*Yönergeler:*
(1) Kadın ve erkek farklılıklarına ilişkin metne göre aşağıdaki soruları yanıtlayınız:
(a) Eşler arasında sevgi dolu ve sağlıklı bir ilişki kurulabilmesi için ne gerekir?
(b) Kadınlar ve erkekler ilişkilerinde genellikle ne verirler?
(c) Eşler birbirini anlayamadığında ilişkileri hangi olumsuz duygularla dolar?
(2) Kadın ve erkek farklılıklarına ilişkin metinde "Bir ilişkide birbirimizi anlamadığımız" sözleriyle başlayan paragrafı, temel bilgilerini koruyarak madde listesi hâlinde yeniden yazınız.
(3) Kadın ve erkek farklılıklarına ilişkin metni, son cümlesinden itibaren sürdürünüz.

*Metin Bölümü:*

####################

Biliriz ki her birimiz kendimize özgü deneyimleri olan ve eşi benzeri olmayan bireyleriz. Bu durum her türlü insan ilişkisine doğrudan ya da dolaylı olarak yansır. Ancak bu kişisel farklılıkların dışında kadınlarla erkekler arasında bazı temel farklılıklar vardır. Eşler arasında sevgi dolu; sağlıklı bir ilişki kurulabilmesi için her iki eşinde bu farklılıkların bilincinde olması gerekir. Çünkü bu farklılıklar eşlerin birbirlerini anlamalarında ya da anlaşmazlığa düşmelerinde birincil rol oynayan faktörlerdir.
Bir ilişkide birbirimizi anlamadığımız ya da görüş ayrılığına düştüğümüz zaman anlaşmazlıklar ortaya çıkar ve sorunlar baş göstermeye başlar. Aynı şekilde bir evlilikte de erkek ve kadın birbirini ne kadar çok severse sevsin farklı olduklarının bilincine varmadıkları sürece birbirlerini anlamaları neredeyse imkansızdır. Çünkü kadınlar ve erkekler; ilişkilerinde genellikle almak istediklerini verirler. Bir kimsenin karşısındakini kendisi gibi bilmesi doğru değildir. Ne yazık ki ilişkilerde tarafların her biri hatalı biçimde diğerinin kendisiyle aynı şeylere gereksinim duyduğunu ve aynı desteğe sahip olduğunu sanır. Böyle olduğunda her iki eşte birbirini anlayamaz ve sonunda ilişkileri kırgınlık; hayal kırıklığı; öfke gibi bazı olumsuz duygularla dolar.

####################

*Sağlanan Bilgiler:*
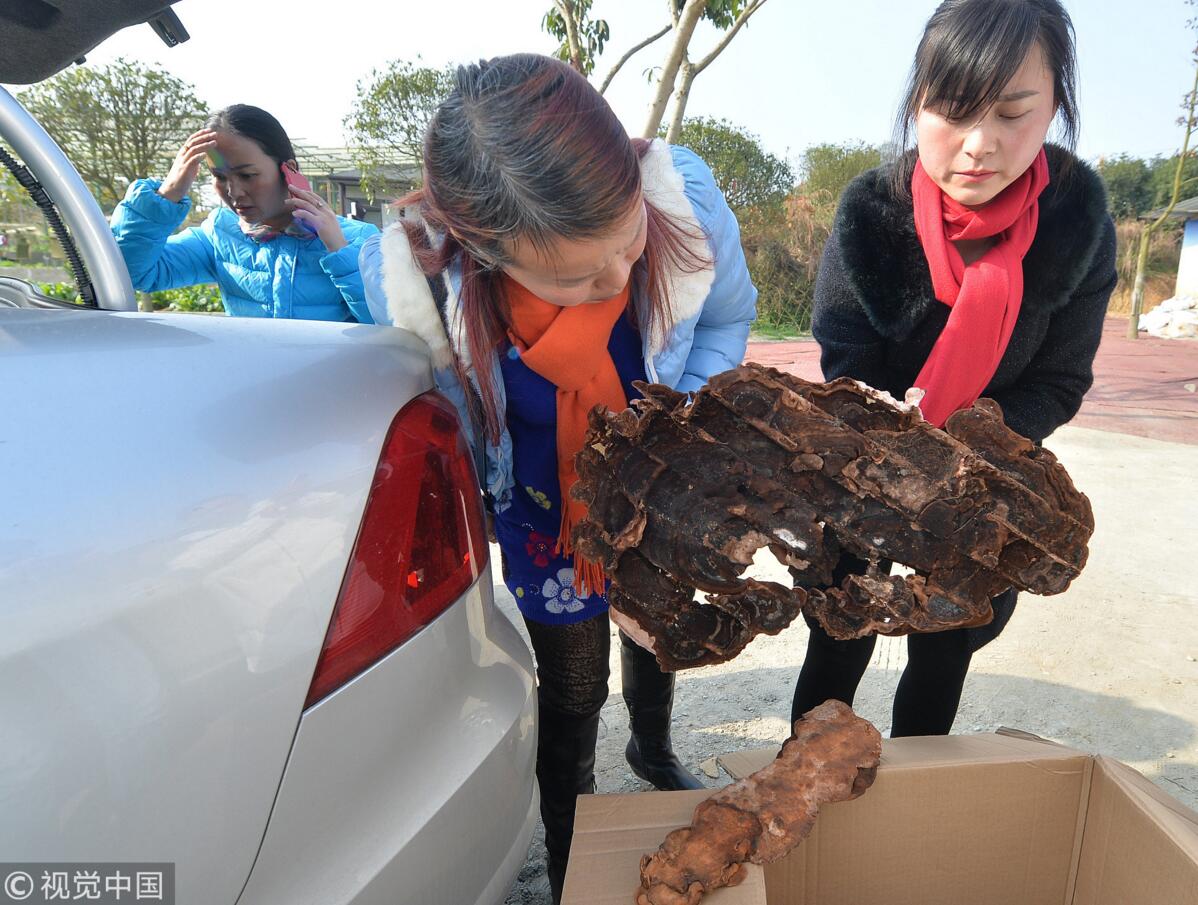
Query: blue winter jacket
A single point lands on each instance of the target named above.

####################

*Alıştırma Sonuçları:*
(1)
(a) Her iki eşin de kadınlarla erkekler arasındaki temel farklılıkların bilincinde olması gerekir.
(b) Almak istediklerini verirler.
(c) Kırgınlık, hayal kırıklığı ve öfke gibi duygularla dolar.

(2)
- Birbirimizi anlamadığımızda ya da görüş ayrılığına düştüğümüzde anlaşmazlıklar ve sorunlar başlar.
- Evlilikte eşler birbirini ne kadar severse sevsin, farklı olduklarının bilincine varmadıkça birbirlerini anlamaları neredeyse imkânsızdır.
- Kadınlar ve erkekler ilişkilerinde genellikle almak istediklerini verirler.
- Kişinin karşısındakini kendisi gibi bilmesi doğru değildir.
- Taraflar, diğerinin de kendisiyle aynı şeylere ihtiyaç duyduğunu ve aynı desteğe sahip olduğunu yanlış biçimde varsayar.
- Bu durumda eşler birbirini anlayamaz ve ilişki kırgınlık, hayal kırıklığı ve öfke gibi olumsuz duygularla dolar.

(3)
Aralarındaki ilişkiyi iyileştirebilmek için; eşler farklılıklarına önem vermelidirler. Ancak ne var ki bu çoğu zaman pek dikkate alınmaz. Hatta tam tersine eşler genelde yaşamını paylaştığı kişinin kendisine benzemesini bekler ve karşısındakiyle aynı şeyleri istemesini ve aynı duyguları hissetmesini arzular. Bu şekilde daha iyi anlaşacaklarını ve daha mutlu olacaklarını hayal ederler. Eğer eşler birbirlerini seviyorsa; kendi sevme biçimiyle karşısındakinin sevme biçiminin aynı olacağını varsayarlar. Ancak bu yaklaşım eşlerin sevgi dolu; uyumlu bir ilişki kurmalarına engeldir. Eşler farklı olduklarının bilincine vardıkça birbirlerini daha iyi tanıyacak; algılayacak ve sonuç olarak daha uyumlu olacakları bir ilişkiye doğru yol alacaklardır. Bu temel farklılıkların bilincinde olmadıkça eşler ne kadar iyi niyetli olursa olsunlar mutlu olabilmek için birbirlerinin neye ihtiyaç duyduklarını bilemezler ve sonucunda birbirleri hakkında yanlış değerlendirmelere varırlar.
Eşler kadın ve erkek arasındaki farklılıkları algıladıkları ve bu gerçeği kabullendikleri zaman birbirlerinin davranış ve tepkilerini yeni bir ışık altında yorumlamaya başlarlar. O zaman bu davranış ve tepkiler daha bir anlam kazanır ve eşler arasındaki belirsizlik; düş kırıklığı ve kırgınlık bulutları dağılmaya başlar. Birbirlerini daha iyi değerlendirir ve dolayısıyla da aralarındaki anlaşmazlıkları; sorunları ve görüş ayrılıklarını daha kolay çözümleme fırsatı elde ederler.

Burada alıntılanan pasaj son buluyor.